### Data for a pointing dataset
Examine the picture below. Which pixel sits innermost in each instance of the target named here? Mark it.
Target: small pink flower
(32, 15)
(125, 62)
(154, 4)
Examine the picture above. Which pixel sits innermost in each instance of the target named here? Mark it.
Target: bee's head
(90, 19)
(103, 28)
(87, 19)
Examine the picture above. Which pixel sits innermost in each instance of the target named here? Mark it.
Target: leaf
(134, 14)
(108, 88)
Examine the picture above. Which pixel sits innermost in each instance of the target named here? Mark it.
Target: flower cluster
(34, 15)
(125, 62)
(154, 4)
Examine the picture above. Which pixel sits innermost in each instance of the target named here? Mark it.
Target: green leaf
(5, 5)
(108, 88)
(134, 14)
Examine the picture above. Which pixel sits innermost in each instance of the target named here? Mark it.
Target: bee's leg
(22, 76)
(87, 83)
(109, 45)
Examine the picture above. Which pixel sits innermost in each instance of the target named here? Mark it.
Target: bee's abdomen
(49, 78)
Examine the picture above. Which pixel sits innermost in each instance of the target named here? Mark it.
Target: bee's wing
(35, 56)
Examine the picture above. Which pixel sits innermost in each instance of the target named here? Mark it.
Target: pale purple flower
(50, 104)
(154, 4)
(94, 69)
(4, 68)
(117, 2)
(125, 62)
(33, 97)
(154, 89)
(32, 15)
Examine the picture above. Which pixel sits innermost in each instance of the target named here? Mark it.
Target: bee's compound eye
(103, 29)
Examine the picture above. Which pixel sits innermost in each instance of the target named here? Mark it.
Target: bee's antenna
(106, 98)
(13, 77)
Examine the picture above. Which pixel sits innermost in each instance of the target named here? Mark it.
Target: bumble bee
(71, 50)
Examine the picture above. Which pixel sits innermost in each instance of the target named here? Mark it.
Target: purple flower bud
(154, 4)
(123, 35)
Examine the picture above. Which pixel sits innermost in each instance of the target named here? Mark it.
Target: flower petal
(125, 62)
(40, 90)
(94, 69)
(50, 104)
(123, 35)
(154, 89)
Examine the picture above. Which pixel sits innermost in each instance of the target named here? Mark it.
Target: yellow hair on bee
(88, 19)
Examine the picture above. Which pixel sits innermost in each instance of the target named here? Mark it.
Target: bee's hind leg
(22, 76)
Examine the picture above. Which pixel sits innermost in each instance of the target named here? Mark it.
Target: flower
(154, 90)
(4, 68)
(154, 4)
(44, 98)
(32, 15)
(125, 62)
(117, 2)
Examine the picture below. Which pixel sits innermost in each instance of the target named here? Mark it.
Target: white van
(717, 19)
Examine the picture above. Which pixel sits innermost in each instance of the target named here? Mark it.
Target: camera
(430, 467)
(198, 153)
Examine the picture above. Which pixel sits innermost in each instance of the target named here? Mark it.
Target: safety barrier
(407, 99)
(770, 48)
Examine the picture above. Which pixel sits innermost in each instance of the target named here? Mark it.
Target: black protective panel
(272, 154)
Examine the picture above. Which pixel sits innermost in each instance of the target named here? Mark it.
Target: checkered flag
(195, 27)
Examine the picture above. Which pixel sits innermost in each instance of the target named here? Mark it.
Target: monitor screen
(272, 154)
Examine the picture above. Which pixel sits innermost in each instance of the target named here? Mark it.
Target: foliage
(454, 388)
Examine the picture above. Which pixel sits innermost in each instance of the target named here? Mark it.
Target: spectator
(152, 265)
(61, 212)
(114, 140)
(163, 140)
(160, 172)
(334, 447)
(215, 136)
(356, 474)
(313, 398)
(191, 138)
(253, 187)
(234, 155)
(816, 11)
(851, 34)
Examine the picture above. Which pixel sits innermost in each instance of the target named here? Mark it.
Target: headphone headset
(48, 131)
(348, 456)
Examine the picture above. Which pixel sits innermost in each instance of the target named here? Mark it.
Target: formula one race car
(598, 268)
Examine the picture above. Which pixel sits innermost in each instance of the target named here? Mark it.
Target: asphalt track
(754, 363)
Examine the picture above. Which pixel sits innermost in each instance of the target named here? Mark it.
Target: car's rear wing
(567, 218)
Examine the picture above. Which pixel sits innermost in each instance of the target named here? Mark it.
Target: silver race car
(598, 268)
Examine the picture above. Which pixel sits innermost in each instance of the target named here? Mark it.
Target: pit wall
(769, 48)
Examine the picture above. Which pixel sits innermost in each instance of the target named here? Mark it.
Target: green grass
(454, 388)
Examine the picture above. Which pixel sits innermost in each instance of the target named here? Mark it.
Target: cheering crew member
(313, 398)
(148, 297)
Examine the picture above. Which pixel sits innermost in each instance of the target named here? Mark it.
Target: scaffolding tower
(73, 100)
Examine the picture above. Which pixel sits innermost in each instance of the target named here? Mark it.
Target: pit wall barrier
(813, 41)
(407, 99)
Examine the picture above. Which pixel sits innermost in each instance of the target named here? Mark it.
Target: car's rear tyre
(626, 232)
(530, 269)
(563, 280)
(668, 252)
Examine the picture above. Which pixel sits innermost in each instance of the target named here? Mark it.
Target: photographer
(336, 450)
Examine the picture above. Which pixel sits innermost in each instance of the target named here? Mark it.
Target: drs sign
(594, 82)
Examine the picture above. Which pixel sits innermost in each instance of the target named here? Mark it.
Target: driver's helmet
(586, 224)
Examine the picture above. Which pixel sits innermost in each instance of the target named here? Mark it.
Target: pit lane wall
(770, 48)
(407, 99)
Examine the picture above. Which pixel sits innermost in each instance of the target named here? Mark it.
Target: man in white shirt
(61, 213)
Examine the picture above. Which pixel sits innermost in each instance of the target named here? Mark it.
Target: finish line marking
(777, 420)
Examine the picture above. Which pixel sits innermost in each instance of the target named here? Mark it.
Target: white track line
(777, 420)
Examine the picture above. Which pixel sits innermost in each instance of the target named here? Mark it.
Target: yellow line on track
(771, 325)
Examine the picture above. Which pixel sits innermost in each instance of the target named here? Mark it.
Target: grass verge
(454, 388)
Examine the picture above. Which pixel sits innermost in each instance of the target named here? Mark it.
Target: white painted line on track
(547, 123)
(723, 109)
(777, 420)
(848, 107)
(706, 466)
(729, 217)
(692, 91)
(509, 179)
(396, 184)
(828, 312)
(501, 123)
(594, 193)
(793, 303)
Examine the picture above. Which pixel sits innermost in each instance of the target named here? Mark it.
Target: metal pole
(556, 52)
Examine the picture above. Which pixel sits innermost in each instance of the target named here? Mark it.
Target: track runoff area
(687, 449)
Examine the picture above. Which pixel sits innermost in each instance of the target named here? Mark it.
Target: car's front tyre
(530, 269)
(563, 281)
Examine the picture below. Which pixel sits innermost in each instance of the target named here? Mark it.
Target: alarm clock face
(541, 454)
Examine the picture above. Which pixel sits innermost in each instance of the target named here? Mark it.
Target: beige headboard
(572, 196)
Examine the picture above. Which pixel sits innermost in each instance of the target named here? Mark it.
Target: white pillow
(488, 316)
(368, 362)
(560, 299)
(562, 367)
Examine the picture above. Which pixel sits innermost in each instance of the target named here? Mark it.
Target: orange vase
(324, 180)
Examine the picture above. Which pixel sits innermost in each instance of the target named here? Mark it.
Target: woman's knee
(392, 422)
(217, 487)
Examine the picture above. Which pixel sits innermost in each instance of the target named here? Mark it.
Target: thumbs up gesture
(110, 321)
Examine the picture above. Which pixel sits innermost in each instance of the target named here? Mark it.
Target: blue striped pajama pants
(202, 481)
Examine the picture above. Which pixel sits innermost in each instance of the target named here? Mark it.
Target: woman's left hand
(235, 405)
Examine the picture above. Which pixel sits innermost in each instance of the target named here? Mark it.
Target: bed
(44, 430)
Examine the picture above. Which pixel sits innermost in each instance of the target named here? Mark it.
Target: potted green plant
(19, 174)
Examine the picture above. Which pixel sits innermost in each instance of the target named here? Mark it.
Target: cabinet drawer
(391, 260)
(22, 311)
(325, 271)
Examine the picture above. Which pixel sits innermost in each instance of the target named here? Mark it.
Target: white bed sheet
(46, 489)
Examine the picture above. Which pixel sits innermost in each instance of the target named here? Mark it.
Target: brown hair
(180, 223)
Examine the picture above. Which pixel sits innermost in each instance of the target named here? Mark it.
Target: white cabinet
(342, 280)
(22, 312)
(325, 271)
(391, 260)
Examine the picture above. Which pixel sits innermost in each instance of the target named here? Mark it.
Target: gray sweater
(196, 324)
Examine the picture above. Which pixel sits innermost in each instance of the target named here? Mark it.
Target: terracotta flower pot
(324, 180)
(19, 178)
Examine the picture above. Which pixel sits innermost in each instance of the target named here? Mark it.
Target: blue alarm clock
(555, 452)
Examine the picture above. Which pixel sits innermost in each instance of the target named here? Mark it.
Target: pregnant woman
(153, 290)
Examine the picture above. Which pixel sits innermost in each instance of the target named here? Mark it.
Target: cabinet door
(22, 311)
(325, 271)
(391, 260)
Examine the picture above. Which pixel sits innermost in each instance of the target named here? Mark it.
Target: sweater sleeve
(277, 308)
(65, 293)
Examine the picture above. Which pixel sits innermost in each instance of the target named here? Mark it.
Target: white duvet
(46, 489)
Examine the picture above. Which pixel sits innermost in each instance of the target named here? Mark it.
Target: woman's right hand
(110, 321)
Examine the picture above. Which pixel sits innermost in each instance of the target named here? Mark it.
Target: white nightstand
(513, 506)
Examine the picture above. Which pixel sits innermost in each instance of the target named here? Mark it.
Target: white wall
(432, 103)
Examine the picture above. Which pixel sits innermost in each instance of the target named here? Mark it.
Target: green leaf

### TASK OBJECTIVE
Report every line of the data above that contains the word "alarm", copying each line in full.

### TASK ANSWER
Target: alarm clock face
Target: blue alarm clock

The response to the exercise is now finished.